=== Extract provided ===

I have been physically sick in the middle of all the turmoil in our nation the past couple of weeks. It’s a good thing. I needed to listen. I needed to be quiet. Honestly, I was too weak to do anything else. I did not need to share my ignorance. I do find that the early days after events that have been shaking us, tend to include a lot of apologies after foolish words have been spoken. Hopefully, this will be helpful to all.
I listened to an online conversation yesterday that I found helpful. (It’s about 45 minutes long.) It was a conversation between Brian Dixon and Jackie Brewton. Her mother “passed” and her father was much darker. She was the youngest of ten children. She grew up in SC in the 60’s and 70’s. Since her mom passed for white, she was privy to many conversations about black people by people who thought they were talking to a white person…until her kids walked in or her husband showed up. It would have been funny if it hadn’t been so sad!

===

Continue the reflection on listening during national turmoil, beginning right after its last sentence.

=== Supplied records ===

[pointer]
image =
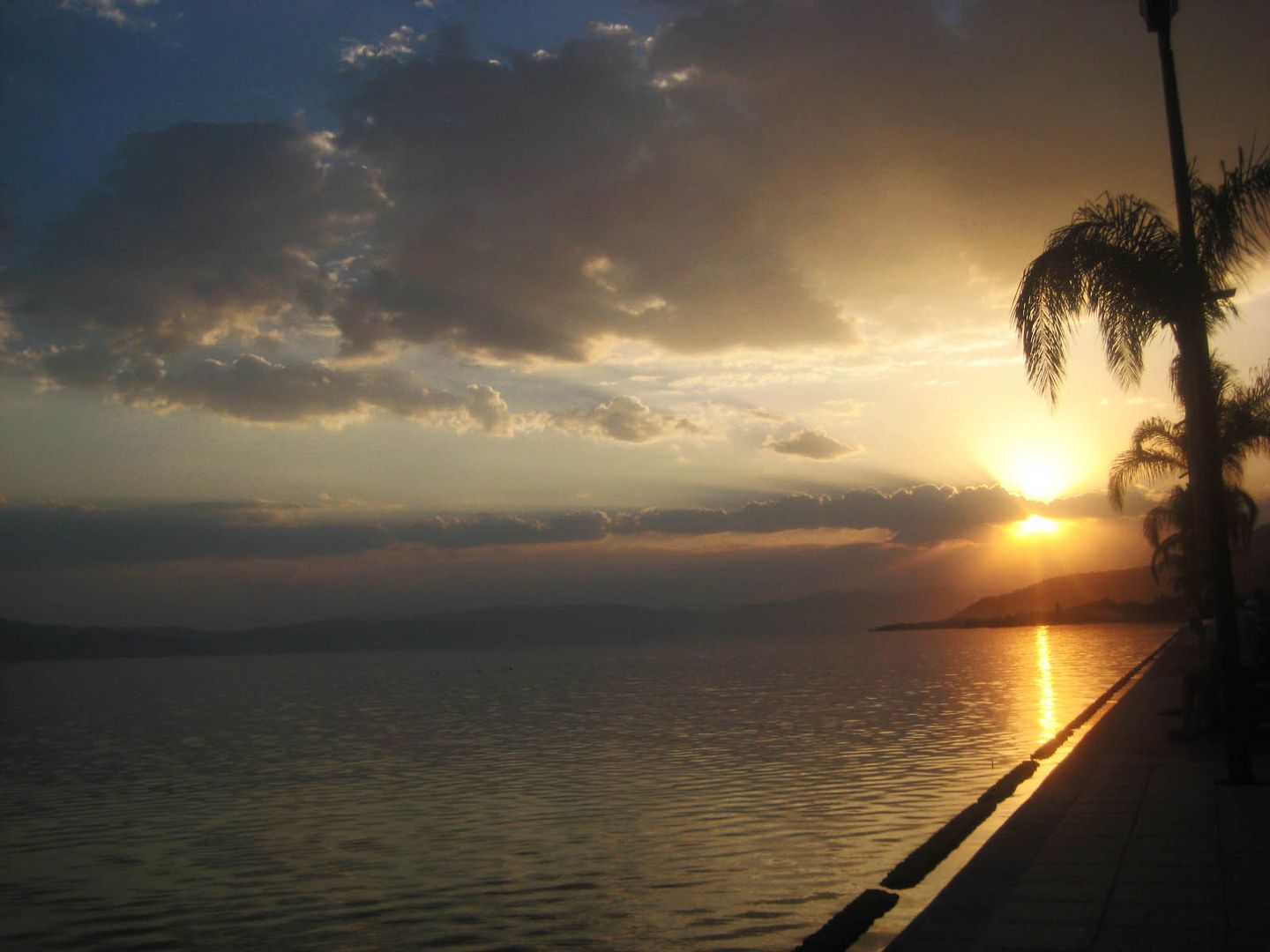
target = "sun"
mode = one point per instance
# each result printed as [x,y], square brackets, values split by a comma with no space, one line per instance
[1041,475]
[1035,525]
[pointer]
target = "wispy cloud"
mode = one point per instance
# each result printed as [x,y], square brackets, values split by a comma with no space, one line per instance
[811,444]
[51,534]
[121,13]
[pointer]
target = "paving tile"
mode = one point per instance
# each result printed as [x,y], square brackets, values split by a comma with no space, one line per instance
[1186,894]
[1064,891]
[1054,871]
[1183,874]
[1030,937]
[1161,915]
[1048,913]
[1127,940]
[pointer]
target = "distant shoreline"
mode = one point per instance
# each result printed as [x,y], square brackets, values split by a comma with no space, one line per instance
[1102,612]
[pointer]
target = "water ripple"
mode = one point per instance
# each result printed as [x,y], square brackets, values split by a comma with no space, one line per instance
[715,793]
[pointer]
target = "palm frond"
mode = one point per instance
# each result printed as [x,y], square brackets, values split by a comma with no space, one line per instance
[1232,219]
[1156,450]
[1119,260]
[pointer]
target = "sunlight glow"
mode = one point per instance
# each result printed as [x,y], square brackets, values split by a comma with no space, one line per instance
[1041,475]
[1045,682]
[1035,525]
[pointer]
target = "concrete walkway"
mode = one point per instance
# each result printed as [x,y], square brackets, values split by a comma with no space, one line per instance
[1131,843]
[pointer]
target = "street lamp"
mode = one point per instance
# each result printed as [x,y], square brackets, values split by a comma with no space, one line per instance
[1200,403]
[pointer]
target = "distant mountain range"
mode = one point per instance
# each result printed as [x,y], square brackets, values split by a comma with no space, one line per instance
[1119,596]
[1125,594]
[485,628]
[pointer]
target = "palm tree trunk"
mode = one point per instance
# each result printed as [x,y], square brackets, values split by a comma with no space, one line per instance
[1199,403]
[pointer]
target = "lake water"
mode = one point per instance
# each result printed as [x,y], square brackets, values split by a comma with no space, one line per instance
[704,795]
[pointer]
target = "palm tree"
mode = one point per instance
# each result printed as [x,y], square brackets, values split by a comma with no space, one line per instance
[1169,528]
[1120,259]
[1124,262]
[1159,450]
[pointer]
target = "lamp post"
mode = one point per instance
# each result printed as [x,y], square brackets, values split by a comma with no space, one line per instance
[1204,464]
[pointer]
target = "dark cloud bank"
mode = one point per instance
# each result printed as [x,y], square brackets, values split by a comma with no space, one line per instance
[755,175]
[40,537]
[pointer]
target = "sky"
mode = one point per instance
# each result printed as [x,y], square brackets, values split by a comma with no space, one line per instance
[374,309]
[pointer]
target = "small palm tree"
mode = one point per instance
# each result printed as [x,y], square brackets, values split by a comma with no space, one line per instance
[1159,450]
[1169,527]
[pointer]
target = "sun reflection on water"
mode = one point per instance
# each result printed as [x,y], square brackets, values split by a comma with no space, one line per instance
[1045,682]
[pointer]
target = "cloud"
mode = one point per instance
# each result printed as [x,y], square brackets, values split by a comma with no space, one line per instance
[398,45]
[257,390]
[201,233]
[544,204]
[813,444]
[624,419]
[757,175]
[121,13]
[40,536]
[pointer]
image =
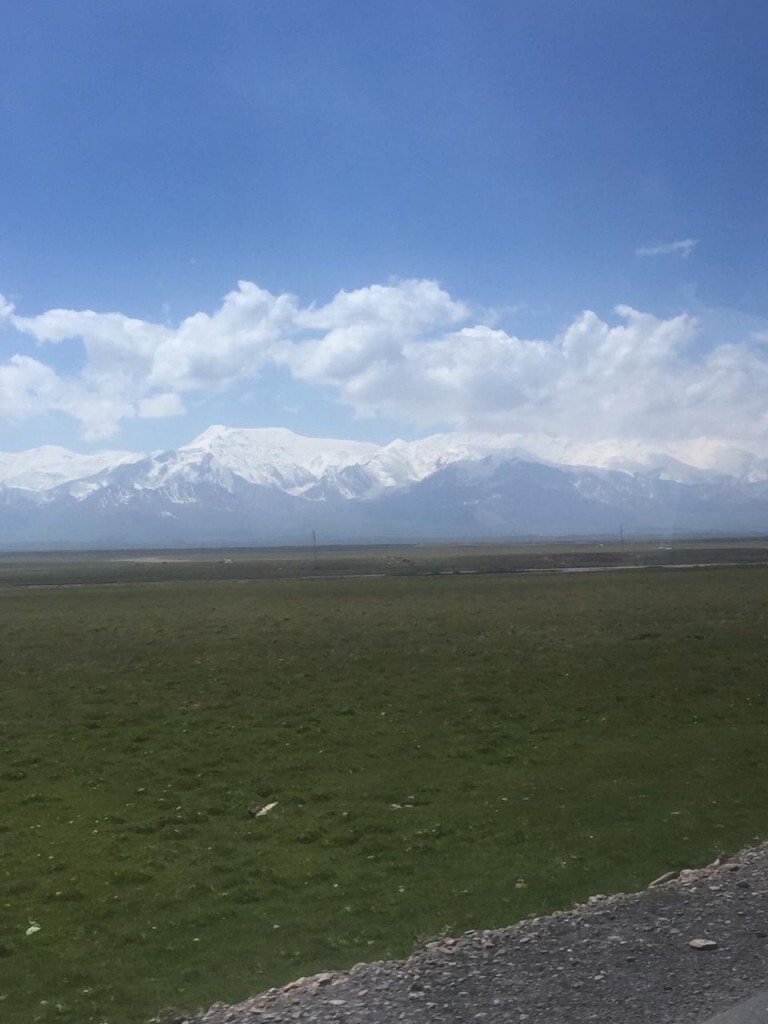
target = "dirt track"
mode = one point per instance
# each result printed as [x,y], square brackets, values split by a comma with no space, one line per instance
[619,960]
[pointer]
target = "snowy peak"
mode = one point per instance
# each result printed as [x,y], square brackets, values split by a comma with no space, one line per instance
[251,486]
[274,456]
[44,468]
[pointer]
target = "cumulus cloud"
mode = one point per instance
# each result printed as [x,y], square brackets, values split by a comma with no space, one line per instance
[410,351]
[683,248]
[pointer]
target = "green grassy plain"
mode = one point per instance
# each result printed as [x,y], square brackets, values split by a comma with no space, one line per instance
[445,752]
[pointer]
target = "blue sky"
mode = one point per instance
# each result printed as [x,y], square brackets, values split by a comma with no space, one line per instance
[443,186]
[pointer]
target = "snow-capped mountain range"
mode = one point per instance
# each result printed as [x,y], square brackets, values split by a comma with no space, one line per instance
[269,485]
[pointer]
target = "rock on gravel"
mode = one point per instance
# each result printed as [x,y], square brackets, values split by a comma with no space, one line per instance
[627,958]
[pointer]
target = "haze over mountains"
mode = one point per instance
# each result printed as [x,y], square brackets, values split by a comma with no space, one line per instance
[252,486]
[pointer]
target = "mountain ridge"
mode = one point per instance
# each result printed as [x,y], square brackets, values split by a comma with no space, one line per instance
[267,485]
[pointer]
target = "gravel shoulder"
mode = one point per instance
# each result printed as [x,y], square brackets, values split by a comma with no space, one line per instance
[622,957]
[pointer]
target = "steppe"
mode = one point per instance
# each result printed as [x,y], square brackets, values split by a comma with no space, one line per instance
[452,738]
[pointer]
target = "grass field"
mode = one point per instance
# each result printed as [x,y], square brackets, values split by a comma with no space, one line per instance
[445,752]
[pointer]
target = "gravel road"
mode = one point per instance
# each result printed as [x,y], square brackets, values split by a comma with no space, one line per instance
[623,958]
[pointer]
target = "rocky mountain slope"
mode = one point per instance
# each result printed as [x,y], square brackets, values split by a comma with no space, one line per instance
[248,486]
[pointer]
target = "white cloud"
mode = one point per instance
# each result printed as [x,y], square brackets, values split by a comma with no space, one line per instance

===

Answer ::
It sounds like her mother was a very godly woman who was unwilling to live a life of resentment, but talk about intentionality! She passed on to her children a desire to make things better in their community without having hatred boiling inside. GOD was good to them in spite of the poor actions of many white “christians” around them. Jackie is still a believer in Christ, if not always in white “christians.” (This is a 5 minute version of the conversation.)
I now have a clearer understanding of white privilege…and it isn’t an attack on me! It is just a statement of reality.
One reason for my post is this, she cleared up for me what white privilege means in the everyday. Not that I hadn’t heard the term before. I have. I have been to seminars that discussed it thoroughly. But her description of it was this: white privilege is when you are given the benefit of the doubt. In those seconds when an officer is making a decision whether to shoot or arrest, he often sees a white person and gives them the benefit of the doubt and gives them a second chance. If you are black, you often don’t get it. It happens in many other areas of life as well. Of course, we white people are not aware of what life is like on the other side of our “privilege.” We have never known anything else.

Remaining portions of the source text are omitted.